» TASK TO COMPLETE
Rewrite the listing, starting with the line that contains "Could you verify whether any queen" and going on through the line that contains "[125, 118, 145, 127]". Multiply every bounding-box coordinate in the answers by 2.6 and round to whole numbers with halves going up, keeping all other wording and numbers (including the sample coordinates) unchanged and leaving out the pictures.

==== DATA ROWS ====

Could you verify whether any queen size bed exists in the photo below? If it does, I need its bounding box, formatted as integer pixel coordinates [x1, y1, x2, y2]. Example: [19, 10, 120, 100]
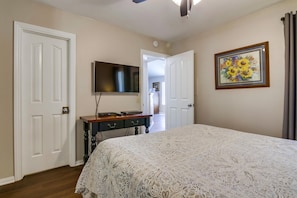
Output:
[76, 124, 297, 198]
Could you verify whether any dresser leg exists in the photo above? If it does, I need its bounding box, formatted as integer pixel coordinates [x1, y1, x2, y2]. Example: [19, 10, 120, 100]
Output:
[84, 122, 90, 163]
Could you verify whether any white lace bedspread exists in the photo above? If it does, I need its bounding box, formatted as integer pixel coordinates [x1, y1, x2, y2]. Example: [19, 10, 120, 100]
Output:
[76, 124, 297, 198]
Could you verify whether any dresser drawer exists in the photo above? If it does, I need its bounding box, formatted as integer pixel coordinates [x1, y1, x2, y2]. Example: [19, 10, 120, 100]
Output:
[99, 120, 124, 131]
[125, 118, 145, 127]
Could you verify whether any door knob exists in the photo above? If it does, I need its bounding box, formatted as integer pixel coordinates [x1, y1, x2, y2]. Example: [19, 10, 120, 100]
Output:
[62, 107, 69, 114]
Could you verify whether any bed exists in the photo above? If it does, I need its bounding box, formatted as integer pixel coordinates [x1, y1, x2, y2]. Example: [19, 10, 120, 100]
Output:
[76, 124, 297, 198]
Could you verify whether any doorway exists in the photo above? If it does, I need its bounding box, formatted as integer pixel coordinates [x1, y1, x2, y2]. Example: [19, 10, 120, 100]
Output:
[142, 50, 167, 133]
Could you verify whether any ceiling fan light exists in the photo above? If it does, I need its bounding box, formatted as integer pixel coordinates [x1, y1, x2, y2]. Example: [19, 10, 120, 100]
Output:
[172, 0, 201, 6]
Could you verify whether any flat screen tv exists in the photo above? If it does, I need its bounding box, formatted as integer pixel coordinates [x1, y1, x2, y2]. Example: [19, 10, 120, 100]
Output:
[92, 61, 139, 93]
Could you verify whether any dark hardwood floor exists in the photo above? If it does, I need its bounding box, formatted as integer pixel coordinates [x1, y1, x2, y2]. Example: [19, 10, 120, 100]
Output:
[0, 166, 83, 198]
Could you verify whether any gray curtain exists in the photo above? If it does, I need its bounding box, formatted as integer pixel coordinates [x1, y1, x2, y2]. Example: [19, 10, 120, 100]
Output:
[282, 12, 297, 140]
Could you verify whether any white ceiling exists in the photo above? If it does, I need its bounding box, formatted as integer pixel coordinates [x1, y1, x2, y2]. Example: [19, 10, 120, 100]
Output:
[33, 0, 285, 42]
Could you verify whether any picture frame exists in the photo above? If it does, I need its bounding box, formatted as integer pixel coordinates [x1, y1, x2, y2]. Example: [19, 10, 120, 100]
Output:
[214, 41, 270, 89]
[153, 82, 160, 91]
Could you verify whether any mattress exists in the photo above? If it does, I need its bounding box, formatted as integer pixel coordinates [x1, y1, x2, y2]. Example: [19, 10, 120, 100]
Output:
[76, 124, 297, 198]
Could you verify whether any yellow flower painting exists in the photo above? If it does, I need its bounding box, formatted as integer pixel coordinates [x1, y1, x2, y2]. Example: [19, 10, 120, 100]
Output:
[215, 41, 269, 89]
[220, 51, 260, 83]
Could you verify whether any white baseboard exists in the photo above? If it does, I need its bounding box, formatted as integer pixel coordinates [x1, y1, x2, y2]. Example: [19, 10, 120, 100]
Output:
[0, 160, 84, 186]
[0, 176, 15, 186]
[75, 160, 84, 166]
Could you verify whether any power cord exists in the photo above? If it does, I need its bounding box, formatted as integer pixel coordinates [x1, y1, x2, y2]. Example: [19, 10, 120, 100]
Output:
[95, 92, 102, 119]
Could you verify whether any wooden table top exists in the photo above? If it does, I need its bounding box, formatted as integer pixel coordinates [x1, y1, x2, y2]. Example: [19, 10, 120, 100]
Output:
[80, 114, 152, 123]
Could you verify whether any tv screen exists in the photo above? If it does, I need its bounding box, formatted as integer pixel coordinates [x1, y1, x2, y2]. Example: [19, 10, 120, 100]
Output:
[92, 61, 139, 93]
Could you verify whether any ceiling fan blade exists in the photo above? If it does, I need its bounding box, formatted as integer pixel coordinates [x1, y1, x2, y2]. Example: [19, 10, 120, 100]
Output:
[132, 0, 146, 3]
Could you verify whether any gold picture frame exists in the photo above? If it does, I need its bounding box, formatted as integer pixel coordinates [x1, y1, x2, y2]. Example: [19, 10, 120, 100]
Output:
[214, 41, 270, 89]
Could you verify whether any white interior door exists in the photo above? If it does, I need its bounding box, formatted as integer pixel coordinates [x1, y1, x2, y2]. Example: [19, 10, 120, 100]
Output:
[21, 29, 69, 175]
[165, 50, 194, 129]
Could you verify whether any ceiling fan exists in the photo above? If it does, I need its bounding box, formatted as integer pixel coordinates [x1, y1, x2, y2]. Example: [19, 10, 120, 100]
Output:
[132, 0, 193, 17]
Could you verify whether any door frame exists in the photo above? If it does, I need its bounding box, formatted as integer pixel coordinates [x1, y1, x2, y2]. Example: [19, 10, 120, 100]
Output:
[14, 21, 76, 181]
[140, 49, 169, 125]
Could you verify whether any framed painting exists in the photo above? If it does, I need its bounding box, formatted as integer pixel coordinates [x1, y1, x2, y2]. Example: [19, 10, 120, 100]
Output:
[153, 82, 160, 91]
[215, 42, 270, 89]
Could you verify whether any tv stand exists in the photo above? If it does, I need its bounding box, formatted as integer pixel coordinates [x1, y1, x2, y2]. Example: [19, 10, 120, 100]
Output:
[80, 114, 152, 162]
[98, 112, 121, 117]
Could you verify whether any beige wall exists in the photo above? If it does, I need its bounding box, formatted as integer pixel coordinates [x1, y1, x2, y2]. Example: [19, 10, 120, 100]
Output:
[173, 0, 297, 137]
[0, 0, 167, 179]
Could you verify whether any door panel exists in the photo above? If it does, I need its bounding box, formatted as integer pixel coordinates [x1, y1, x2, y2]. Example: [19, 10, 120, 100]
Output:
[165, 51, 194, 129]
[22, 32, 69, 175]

====
==== DATA ROWS ====

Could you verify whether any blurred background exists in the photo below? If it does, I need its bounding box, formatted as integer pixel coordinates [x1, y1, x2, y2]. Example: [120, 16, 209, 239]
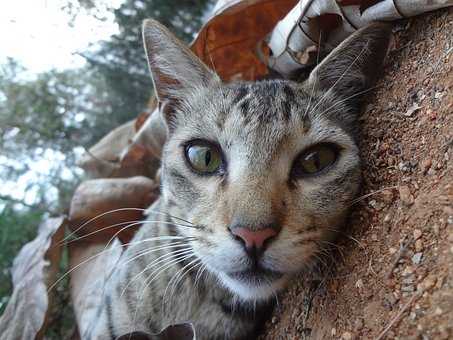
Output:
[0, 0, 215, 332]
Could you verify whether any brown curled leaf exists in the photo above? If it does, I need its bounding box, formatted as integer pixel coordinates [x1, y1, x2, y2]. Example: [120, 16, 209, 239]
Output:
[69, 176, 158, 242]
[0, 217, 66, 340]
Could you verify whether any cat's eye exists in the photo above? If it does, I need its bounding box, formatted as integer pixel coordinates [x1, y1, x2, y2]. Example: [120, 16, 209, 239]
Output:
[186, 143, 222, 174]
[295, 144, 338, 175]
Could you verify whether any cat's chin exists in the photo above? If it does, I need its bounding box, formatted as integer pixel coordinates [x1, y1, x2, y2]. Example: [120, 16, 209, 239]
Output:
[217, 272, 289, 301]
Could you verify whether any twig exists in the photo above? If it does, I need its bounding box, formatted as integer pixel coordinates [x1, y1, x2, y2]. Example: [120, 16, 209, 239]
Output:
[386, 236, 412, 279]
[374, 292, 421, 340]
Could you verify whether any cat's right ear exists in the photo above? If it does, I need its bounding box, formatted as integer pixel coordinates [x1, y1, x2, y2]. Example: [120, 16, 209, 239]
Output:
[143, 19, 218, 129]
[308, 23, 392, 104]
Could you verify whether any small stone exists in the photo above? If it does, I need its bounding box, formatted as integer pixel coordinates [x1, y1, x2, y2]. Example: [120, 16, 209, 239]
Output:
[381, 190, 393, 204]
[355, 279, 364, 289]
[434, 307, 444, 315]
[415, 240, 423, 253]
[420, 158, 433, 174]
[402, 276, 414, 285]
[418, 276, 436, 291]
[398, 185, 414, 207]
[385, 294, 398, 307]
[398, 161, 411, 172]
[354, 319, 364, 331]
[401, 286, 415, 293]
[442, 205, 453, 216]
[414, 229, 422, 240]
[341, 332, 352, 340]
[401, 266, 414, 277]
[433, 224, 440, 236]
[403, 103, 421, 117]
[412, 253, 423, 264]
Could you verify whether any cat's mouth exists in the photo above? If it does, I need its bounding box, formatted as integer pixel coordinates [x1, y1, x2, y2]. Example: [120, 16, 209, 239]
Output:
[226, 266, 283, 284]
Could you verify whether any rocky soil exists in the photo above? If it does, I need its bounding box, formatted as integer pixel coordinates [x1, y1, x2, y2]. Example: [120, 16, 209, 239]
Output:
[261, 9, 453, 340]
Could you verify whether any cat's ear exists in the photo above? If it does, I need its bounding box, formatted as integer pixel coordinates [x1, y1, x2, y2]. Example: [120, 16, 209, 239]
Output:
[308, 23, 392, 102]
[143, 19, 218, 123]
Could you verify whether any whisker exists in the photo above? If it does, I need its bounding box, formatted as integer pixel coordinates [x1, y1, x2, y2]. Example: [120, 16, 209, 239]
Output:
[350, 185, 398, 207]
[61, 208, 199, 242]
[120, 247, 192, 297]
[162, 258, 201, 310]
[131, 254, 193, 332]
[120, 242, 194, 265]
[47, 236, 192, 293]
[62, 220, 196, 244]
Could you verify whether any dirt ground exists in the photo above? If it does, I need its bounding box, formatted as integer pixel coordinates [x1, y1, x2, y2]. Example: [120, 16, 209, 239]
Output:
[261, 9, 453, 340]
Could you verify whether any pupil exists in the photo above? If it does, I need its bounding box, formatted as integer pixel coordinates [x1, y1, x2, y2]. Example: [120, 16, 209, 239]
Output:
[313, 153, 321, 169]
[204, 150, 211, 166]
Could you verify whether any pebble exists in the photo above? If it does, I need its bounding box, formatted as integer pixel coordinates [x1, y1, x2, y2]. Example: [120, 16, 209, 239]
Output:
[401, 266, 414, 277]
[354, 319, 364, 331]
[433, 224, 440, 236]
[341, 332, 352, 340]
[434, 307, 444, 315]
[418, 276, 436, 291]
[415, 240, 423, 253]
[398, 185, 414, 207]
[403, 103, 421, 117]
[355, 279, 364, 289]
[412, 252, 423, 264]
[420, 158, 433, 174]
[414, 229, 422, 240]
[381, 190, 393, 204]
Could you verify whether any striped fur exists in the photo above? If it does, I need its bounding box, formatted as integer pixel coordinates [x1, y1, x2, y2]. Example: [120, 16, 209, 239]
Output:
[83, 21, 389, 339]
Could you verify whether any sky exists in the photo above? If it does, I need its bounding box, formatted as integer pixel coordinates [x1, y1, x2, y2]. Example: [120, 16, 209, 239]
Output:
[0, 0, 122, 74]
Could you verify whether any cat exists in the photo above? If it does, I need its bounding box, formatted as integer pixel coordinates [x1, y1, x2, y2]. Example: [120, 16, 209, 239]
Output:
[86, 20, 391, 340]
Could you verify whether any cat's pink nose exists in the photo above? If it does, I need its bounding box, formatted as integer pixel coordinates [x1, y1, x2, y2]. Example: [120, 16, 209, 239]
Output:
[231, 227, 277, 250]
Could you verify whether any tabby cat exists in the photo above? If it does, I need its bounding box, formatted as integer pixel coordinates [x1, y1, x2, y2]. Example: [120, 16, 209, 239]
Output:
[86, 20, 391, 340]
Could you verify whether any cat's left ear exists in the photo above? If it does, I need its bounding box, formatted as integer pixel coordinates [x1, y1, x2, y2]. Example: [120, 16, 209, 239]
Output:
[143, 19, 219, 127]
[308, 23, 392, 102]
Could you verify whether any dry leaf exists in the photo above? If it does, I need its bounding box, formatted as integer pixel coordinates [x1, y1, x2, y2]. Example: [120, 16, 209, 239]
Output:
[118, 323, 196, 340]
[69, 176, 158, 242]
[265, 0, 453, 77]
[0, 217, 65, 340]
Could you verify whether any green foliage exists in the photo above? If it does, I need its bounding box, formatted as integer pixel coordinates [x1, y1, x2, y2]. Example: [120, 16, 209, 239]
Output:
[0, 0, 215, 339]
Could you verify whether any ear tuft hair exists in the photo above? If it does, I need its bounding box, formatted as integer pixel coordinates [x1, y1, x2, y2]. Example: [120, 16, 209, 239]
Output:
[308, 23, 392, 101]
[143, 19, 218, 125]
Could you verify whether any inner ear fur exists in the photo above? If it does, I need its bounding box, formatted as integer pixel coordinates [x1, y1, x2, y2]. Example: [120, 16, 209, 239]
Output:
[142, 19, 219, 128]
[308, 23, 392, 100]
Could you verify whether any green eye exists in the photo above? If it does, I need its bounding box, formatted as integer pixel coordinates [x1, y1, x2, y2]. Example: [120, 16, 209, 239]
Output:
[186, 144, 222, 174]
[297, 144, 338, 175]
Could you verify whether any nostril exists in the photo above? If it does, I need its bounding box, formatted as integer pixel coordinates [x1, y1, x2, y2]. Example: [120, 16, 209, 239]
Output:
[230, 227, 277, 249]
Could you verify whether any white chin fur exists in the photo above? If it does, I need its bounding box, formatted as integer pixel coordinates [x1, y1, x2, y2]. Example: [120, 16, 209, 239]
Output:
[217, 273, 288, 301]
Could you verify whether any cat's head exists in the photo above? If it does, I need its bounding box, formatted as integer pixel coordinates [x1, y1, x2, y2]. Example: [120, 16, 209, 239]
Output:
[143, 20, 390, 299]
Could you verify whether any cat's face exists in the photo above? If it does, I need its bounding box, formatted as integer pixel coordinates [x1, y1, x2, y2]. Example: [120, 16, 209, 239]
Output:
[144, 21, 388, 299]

====
==== DATA ROWS ====

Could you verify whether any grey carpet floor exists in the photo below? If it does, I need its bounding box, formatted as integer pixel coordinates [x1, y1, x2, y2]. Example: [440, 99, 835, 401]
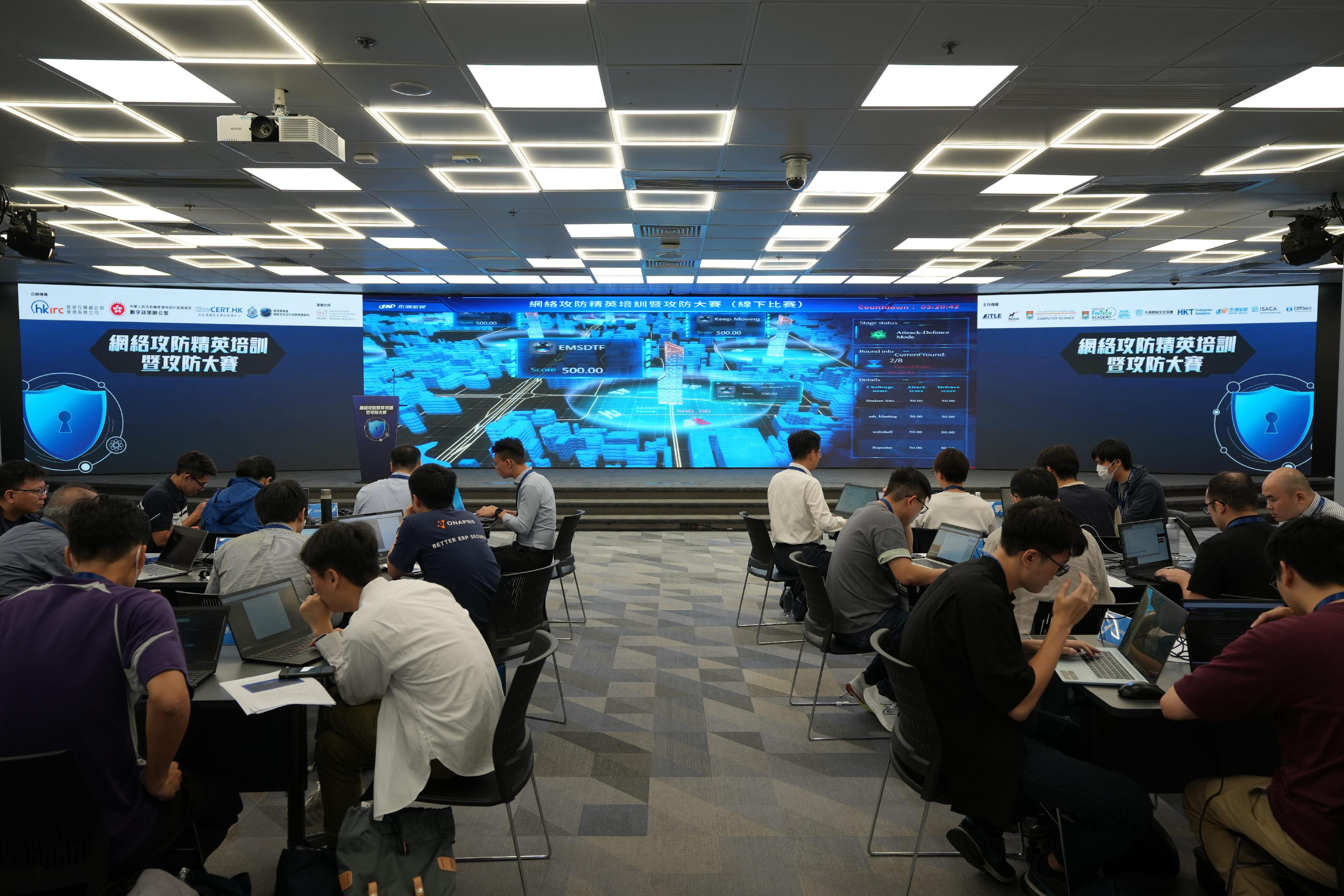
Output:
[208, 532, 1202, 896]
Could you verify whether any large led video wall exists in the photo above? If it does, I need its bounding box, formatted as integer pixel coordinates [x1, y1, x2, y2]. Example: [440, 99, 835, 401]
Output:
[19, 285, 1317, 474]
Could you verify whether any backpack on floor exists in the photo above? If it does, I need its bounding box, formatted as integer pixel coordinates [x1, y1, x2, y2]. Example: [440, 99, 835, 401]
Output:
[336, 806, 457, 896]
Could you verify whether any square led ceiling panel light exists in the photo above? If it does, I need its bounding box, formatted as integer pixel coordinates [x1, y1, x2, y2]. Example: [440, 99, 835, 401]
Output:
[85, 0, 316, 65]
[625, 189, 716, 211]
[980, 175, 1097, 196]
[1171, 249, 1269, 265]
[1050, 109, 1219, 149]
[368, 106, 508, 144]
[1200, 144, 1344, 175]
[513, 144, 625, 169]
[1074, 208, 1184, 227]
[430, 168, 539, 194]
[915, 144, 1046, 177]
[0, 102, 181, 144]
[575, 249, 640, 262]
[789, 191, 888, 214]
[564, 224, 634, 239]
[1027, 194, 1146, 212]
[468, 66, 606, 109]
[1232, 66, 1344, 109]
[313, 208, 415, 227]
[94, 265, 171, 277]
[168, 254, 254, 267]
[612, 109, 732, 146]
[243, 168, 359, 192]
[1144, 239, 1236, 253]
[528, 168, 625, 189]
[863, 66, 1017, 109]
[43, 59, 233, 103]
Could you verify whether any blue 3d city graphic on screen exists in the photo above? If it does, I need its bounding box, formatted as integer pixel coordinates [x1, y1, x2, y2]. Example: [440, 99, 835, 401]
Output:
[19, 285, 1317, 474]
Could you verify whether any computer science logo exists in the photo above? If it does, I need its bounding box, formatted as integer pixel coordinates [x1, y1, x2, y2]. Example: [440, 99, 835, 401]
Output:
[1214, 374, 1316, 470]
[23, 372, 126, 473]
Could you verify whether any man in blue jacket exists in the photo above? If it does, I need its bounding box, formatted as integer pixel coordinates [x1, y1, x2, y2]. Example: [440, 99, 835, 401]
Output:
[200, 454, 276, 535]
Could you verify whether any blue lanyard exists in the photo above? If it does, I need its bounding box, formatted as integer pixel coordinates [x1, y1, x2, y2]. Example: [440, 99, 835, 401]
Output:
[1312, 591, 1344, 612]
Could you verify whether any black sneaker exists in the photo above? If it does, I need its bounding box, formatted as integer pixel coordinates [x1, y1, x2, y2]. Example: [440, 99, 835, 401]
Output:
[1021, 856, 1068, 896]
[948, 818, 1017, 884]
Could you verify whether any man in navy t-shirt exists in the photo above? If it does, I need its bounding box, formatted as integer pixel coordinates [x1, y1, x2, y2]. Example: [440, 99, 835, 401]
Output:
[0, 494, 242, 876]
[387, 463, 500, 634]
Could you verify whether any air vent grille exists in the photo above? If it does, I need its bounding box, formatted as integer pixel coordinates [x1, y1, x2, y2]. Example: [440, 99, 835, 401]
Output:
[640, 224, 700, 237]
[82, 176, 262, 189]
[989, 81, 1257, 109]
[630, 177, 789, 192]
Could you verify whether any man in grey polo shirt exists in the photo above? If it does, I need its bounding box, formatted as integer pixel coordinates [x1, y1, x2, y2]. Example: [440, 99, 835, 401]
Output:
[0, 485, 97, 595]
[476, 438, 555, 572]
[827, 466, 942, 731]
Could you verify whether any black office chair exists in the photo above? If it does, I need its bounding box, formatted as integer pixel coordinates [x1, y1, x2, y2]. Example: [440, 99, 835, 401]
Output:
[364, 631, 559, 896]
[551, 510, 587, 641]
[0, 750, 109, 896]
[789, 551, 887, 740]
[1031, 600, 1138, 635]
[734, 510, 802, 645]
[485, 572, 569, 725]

====

» TASK ANSWER
Could you verify whether any queen size bed exists in the photo below? If it does, I need its bounding box, formatted as integer pixel coordinates [x1, y1, x2, y2]. Example: [19, 10, 120, 100]
Output:
[198, 322, 772, 515]
Could you verify whether any dresser leg exists in the photo above? If it does, I need its bounding box, formatted as integer pixel coordinates [x1, y1, x2, y2]. Example: [19, 10, 120, 100]
Output:
[218, 317, 234, 424]
Could you verify whether any white lace bedspread exists in the photo above? If it does, I need its bounding box, formatted as integer pixel coordinates [x1, y1, x2, y2]. Example: [19, 10, 120, 100]
Output:
[198, 322, 772, 515]
Could you verify whether any dresser drawer exists in the photo above? If it does, I need its bounding box, formatted as integer pixel coordinates [x1, y1, x2, y2]. Example: [19, 10, 120, 100]
Output:
[257, 312, 322, 341]
[325, 307, 377, 330]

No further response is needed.